### Trecho do documento
Na busca por noites melhores, muitas pessoas procuram remédios para dormir —como benzodiazepínicos (diazepam, alprazolam, midazolam) e imidazopiridinas (zolpidem)—, bebem uma dose de bebida alcóolica para relaxar ou tomam melatonina. Mas, às vezes, essas substâncias atrapalham mais do que ajudam.
O ideal, segundo o neurocientista, é mudar a rotina e incluir algumas práticas conhecidas como higiene do sono, que compreendem se expor mais à luz natural durante o dia, evitar beber café após as 15h e jantar duas horas antes de dormir.
As noites mal dormidas têm impacto a curto e a longo prazo.
Alguns dos sintomas após uma noite de insônia são dificuldade de se concentrar, humor deprimido, mau humor, ansiedade e desmotivação para qualquer atividade que exija esforço físico ou mental.
Mayer diz que o sono de má qualidade a longo prazo pode predispor a pessoa a doenças crônicas como diabetes, transtornos metabólicos, alguns tipos de câncer e Alzheimer.
“Talvez essa pessoa esteja dormindo mal por alguma condição de saúde. Pode ser um problema nas vias respiratórias que a impede de respirar adequadamente durante o sono, por exemplo. Também pode ser uma questão de saúde mental, um transtorno de ansiedade. Aí pode ser necessário fazer acompanhamento com um psicólogo”, diz.
Para o neurocientista, o uso de qualquer medicamento para dormir deve ser encarado como algo paliativo, apenas para lidar com o problema pontualmente e, claro, sempre com o acompanhamento de um médico. Ele destaca que, atualmente, nenhum fármaco é capaz de induzir um sono igual ao natural e que, para ser resolvida, a insônia exige mudança de rotina.
“É melhor do que não dormir nada? Sim. Mas na verdade ela está dormindo mal todos os dias”, alerta.
Uma das substâncias disponíveis no mercado para melhorar o sono é a melatonina, versão sintética do hormônio produzido pelo nosso próprio organismo quando a noite começa a cair e a iluminação natural diminui. Essa substância induz ao sono e pode ser produzida em laboratório, sendo vendida como suplemento alimentar.
Segundo Mayer, a melatonina sintética realmente pode ajudar a dormir melhor, mas seu efeito é muito pequeno.
Ele cita estudos de 2005 e 2013 indicam que a pessoa pode conseguir adormecer alguns minutos mais cedo, 4 no estudo de 2005 e 7 no de 2013. A eficiência do sono, no primeiro estudo, aumentou apenas 2,2%. A duração total foi 13 minutos maior na pesquisa de 2005 e oito na de 2013.

### Questões sobre o texto
[1] Diga se cada afirmação concorda com o texto sobre o sono, respondendo sim ou não e citando as palavras do texto que decidem a questão: (a) a higiene do sono inclui evitar café depois das 15h; (b) já existe um remédio que induz um sono igual ao natural; (c) a melatonina sintética é vendida como suplemento alimentar.
[2] Prossiga o texto sobre o sono a partir do ponto em que ele termina.
Os dados a seguir não têm relação com o texto sobre o sono.

### Dados registrados
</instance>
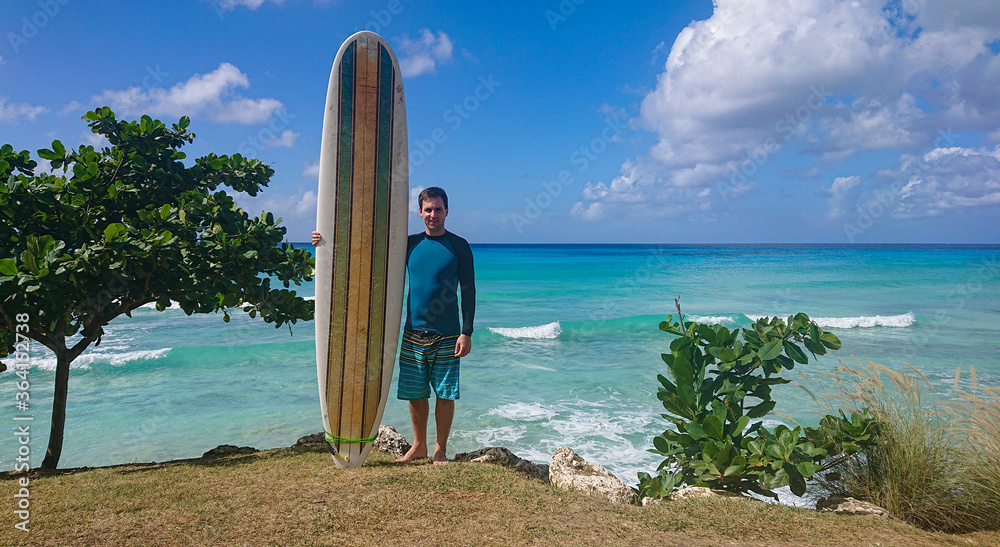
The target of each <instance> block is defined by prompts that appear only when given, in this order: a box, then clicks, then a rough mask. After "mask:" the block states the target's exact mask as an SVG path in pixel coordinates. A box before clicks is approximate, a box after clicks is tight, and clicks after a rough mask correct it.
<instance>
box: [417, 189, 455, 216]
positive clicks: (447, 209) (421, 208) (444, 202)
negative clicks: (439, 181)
mask: <svg viewBox="0 0 1000 547" xmlns="http://www.w3.org/2000/svg"><path fill="white" fill-rule="evenodd" d="M431 198H441V201H442V202H443V203H444V208H445V210H448V194H446V193H445V191H444V189H442V188H438V187H437V186H431V187H430V188H424V191H423V192H420V196H418V197H417V207H418V208H419V209H421V210H422V209H423V208H424V200H425V199H431Z"/></svg>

### Respostas
[1]
(a) Sim: "evitar beber café após as 15h".
(b) Não: "nenhum fármaco é capaz de induzir um sono igual ao natural".
(c) Sim: "sendo vendida como suplemento alimentar".

[2]
Sobre possíveis efeitos colaterais do uso da melatonina sintética, Mayer diz que não há evidência científica robusta. No entanto, ele revela que relatos de dor de cabeça, náusea, ansiedade e pesadelos são comuns.
Outro aspecto importante, ressalta, é que a quantidade de melatonina sintética que a pessoa toma é muito maior do que a que o nosso corpo produz. Além disso, nem sempre a posologia descrita na embalagem desses suplementos está correta.
Outra aposta dos insones é a bebida alcóolica, que interfere no sistema nervoso e provoca sensação de relaxamento.
Porém, apesar de deixar movimentos e fala mais lentos, o que pode facilitar para adormecer, isso não quer dizer que a pessoa vai dormir bem. Pelo contrário.
“Muitos estudos mostram que o álcool afeta a estrutura do sono, o que resumidamente significa que ele piora a qualidade do sono”, relata.
Algumas mudanças de hábito simples podem ser aliadas mais garantidas. Dormir em um ambiente mais fresquinho, variando de 16°C a 20°C, por exemplo, é o ideal.
“[A temperatura do corpo] É maior durante o dia e mais baixa de madrugada. Isso quer dizer que é mais fácil a gente induzir e manter o sono em temperaturas menores”, explica o professor.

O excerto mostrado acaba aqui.